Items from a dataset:
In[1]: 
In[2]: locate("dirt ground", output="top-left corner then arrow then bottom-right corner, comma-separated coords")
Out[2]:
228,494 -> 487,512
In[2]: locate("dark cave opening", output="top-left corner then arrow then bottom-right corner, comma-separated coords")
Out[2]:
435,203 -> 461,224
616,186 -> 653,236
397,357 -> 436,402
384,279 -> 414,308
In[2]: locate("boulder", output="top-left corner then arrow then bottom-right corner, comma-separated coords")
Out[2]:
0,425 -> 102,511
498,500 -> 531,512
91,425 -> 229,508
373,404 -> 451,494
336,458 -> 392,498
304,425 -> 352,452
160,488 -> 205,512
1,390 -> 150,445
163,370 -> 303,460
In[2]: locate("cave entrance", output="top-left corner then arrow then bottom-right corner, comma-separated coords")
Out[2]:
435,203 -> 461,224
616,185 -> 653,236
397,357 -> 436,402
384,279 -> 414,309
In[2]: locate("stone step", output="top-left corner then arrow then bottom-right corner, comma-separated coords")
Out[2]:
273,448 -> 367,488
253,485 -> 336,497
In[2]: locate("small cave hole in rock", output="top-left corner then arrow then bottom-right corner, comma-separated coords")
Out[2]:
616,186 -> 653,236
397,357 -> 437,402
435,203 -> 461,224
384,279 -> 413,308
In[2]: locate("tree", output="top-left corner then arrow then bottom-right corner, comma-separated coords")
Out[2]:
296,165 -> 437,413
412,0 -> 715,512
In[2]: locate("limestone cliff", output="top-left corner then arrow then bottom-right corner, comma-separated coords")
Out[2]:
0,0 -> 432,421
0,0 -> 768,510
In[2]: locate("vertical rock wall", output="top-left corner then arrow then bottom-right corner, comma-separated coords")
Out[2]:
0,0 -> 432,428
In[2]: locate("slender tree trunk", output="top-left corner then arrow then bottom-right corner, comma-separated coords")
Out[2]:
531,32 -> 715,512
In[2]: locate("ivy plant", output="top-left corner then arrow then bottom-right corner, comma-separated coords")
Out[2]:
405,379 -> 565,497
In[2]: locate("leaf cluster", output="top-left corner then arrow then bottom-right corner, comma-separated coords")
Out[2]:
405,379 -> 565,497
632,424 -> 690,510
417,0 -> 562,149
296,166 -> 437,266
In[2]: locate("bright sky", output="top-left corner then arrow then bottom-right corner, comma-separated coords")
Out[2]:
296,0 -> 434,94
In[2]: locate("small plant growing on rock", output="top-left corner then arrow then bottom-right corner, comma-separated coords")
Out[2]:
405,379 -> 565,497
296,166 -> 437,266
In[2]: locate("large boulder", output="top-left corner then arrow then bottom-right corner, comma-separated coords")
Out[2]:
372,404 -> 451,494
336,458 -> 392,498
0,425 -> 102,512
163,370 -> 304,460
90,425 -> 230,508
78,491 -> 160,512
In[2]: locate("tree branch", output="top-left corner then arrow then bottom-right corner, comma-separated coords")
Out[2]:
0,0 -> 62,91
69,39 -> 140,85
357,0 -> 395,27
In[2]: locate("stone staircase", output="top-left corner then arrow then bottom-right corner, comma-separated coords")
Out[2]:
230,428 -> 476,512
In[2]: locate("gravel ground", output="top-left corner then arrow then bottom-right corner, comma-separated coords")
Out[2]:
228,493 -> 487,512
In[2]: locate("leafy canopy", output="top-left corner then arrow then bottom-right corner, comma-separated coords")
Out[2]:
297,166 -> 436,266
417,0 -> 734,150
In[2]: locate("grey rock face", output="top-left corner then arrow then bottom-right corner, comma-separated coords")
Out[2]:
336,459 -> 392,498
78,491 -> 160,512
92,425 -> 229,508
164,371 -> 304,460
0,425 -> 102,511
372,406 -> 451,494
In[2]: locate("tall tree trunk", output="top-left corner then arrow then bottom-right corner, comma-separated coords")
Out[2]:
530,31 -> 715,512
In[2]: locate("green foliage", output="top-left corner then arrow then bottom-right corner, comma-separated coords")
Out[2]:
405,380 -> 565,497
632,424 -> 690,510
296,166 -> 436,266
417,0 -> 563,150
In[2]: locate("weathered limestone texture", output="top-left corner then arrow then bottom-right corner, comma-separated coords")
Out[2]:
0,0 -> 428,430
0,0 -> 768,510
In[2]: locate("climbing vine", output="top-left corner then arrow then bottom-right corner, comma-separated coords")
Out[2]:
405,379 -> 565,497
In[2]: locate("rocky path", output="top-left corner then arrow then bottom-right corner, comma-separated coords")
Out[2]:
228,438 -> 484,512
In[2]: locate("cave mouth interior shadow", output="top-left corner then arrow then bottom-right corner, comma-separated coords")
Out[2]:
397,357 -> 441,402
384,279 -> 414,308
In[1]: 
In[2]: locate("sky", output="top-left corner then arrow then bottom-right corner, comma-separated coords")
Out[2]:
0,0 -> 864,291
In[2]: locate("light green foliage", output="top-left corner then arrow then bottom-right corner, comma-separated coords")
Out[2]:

→ GOAL OF THE EXERCISE:
Replace "dirt ground" with "bare soil" throughout the material and reproduce everything else unchanged.

→ RESULT OF THIS TASK:
In[1]: 
In[2]: locate("bare soil", output="top-left corner then arrow then bottom-right corner, comma-separated coords")
Out[2]:
228,494 -> 487,512
In[2]: locate("dark cave opening", output="top-left corner then arrow then bottom-right corner, comma-separated coords")
Out[2]:
435,203 -> 461,224
616,186 -> 653,236
397,357 -> 436,402
384,279 -> 414,308
In[2]: locate("boulder", output="top-left corner then arrow then bottom-right corner, comma-separated coords")
Out[2]:
0,425 -> 102,511
498,500 -> 531,512
91,425 -> 229,508
373,404 -> 451,494
336,458 -> 392,498
304,425 -> 352,452
160,488 -> 205,512
1,390 -> 150,445
163,370 -> 303,460
In[2]: locate("cave entrance", output="top-left corner then arrow then bottom-right corner, comma-separated coords")
Out[2]:
435,203 -> 461,224
616,185 -> 653,236
397,357 -> 436,402
384,279 -> 414,309
In[2]: locate("stone step", output="top-left corner then arrow then bottom-right corner, comma-separated coords")
Out[2]:
273,448 -> 367,488
253,485 -> 336,497
In[2]: locate("small cave hole in rock", output="top-left corner then arrow then bottom-right corner, comma-separated coords")
Out[2]:
616,186 -> 653,236
397,357 -> 437,402
435,203 -> 461,224
384,279 -> 413,308
In[2]: locate("tree", output="top-left corner then arrow then bottom-right corner, comma-separated coords")
Out[2]:
296,165 -> 437,413
412,0 -> 715,512
In[2]: locate("limestone cliff", output="top-left corner then arrow then bottom-right corner, comma-separated coords")
Out[2]:
0,0 -> 432,421
0,0 -> 768,510
In[2]: locate("vertical rock wall", output="top-left corner then arrow then bottom-right corner, comma-separated coords")
Out[2]:
0,0 -> 432,428
In[2]: locate("slender tree trunk", output="top-left corner then arrow then bottom-right corner, comma-separated coords")
Out[2]:
531,32 -> 715,512
In[2]: locate("ivy plant", output="top-left corner then arrow then bottom-right corner, comma-separated coords")
Out[2]:
405,379 -> 565,497
In[2]: locate("leaf cluster", output="top-left corner then arrow then bottom-right corner, comma-separated coords")
Out[2]:
405,379 -> 565,497
632,424 -> 690,510
417,0 -> 562,149
296,166 -> 437,266
In[2]: locate("bright sky", output="top-left corner then arrow then bottom-right corner, comma-separated coords")
Out[2]:
296,0 -> 434,94
In[2]: locate("small plant growing on rock", output="top-left corner then arrow then bottom-right corner, comma-separated coords")
Out[2]:
405,379 -> 565,497
296,166 -> 437,266
In[2]: locate("large boulder", output="top-left corner then arrow then bottom-right corner, comma-separated coords")
Out[2]:
372,404 -> 451,494
336,458 -> 392,498
0,425 -> 102,512
163,370 -> 304,460
90,425 -> 230,508
78,491 -> 160,512
In[2]: locate("tree branch", output="top-left corner then arrow then bottom-right corner, comma-separated coords")
Out[2]:
0,0 -> 62,91
69,39 -> 140,85
357,0 -> 395,27
In[2]: locate("stone staircase", output="top-left corner then arrow then bottom-right corner, comma-separated coords")
Out[2]:
230,428 -> 476,512
In[2]: locate("gravel ground", output="top-left corner then arrow then bottom-right corner, comma-separated coords")
Out[2]:
228,493 -> 487,512
In[2]: locate("leafy canopy", output="top-left corner then arrow then bottom-right corner, comma-separated coords")
Out[2]:
297,166 -> 436,266
417,0 -> 734,150
In[2]: locate("grey rock face", output="top-left corner then arrow then bottom-right corner, comma-separated coords")
Out[2]:
336,459 -> 392,498
78,491 -> 160,512
92,425 -> 229,508
164,371 -> 304,460
0,425 -> 102,511
372,406 -> 451,494
In[2]: locate("tall tree trunk", output="top-left corner then arrow then bottom-right corner, comma-separated coords")
Out[2]:
530,31 -> 715,512
In[2]: locate("green foliage", output="top-left corner then arrow then bottom-right corner, comma-separated coords")
Out[2]:
405,380 -> 565,497
632,424 -> 690,510
296,166 -> 436,266
417,0 -> 563,150
In[2]: locate("weathered limestone texture", output="top-left corner then arrow then bottom-right corner, comma-separated coords")
Out[2]:
0,0 -> 428,430
0,0 -> 768,510
In[2]: locate("climbing vine", output="top-left corner then arrow then bottom-right corner, comma-separated coords")
Out[2]:
405,379 -> 565,497
In[2]: locate("rocky path", output="top-left corner then arrow then bottom-right corner, comma-separated coords")
Out[2]:
228,438 -> 484,512
In[2]: locate("cave mouth interior shadow", output="top-left corner then arrow then bottom-right corner, comma-separated coords")
Out[2]:
397,357 -> 441,402
384,279 -> 414,308
In[1]: 
In[2]: locate("sky", output="top-left corner then arrow then bottom-right corner, comma-separated coords")
Out[2]:
0,0 -> 864,291
In[2]: locate("light green foliage", output="top-left corner then arrow then bottom-right corner, comma-separated coords")
Out[2]:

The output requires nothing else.